Itemoids

Trauma

What to Read When You’re Frustrated With the Status Quo

The Atlantic

www.theatlantic.com › books › archive › 2023 › 10 › book-recommendations-better-world-status-quo › 675666

This story seems to be about:

Certain books have the potential to extend beyond their covers: They can affect readers so dramatically that they spur change, whether in readers’ heads or across society. Some of these titles are well-known. The popularity of Harriet Beecher Stowe’s Uncle Tom’s Cabin made it impossible for many white northerners to ignore the abolitionist cause; Betty Friedan’s The Feminine Mystique put into words women’s stultifying place in society, “the problem that has no name”; George Orwell’s Animal Farm gave the world a rich new metaphorical vocabulary for totalitarianism. Each helped readers recognize conditions they may have taken for granted or assumed were intractable, and gave them the conceptual tools for pushing back on them.

In ways large and small, the nine books on this list also do a version of this consciousness-raising. They examine different aspects of the status quo—the makeup of a country’s highest courts, everyday life under a government in turmoil, even how the art we consume is marketed to us. Then they use those distinctive elements of literature—its varied perspectives, its focus and clarity, the sense of scale it can provide—to illuminate injustice as well as what might just be in our capacity to correct.

Verso

We Want Everything, by Nanni Balestrini (translated by Matt Holden)

▶ _Record excerpts_:
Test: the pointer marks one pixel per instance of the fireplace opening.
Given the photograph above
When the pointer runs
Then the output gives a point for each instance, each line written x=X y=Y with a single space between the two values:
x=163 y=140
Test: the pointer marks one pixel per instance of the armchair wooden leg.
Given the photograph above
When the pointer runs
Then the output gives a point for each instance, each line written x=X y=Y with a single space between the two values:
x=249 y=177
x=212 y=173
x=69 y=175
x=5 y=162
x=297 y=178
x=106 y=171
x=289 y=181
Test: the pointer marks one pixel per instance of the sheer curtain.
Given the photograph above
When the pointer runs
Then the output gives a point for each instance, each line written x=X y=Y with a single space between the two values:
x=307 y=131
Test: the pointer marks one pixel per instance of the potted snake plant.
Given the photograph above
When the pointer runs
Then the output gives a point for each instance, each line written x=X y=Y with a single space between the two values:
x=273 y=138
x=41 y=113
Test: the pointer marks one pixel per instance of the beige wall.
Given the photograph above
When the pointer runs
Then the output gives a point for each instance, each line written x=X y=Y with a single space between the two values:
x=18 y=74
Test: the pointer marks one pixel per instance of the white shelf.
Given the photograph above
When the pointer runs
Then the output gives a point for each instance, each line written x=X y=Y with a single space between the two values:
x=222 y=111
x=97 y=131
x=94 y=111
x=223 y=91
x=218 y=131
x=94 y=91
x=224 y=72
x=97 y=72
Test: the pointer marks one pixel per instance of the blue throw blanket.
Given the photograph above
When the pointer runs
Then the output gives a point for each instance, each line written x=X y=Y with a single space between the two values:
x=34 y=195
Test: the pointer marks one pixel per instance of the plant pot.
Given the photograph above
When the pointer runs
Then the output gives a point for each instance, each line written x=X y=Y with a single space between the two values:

▶ _Instruction_: From the article on books about the status quo, copy the stretch from "www.theatlantic.com › books" through "back on them." word for word.

▶ _Correct answer_:
www.theatlantic.com › books › archive › 2023 › 10 › book-recommendations-better-world-status-quo › 675666

This story seems to be about:

Certain books have the potential to extend beyond their covers: They can affect readers so dramatically that they spur change, whether in readers’ heads or across society. Some of these titles are well-known. The popularity of Harriet Beecher Stowe’s Uncle Tom’s Cabin made it impossible for many white northerners to ignore the abolitionist cause; Betty Friedan’s The Feminine Mystique put into words women’s stultifying place in society, “the problem that has no name”; George Orwell’s Animal Farm gave the world a rich new metaphorical vocabulary for totalitarianism. Each helped readers recognize conditions they may have taken for granted or assumed were intractable, and gave them the conceptual tools for pushing back on them.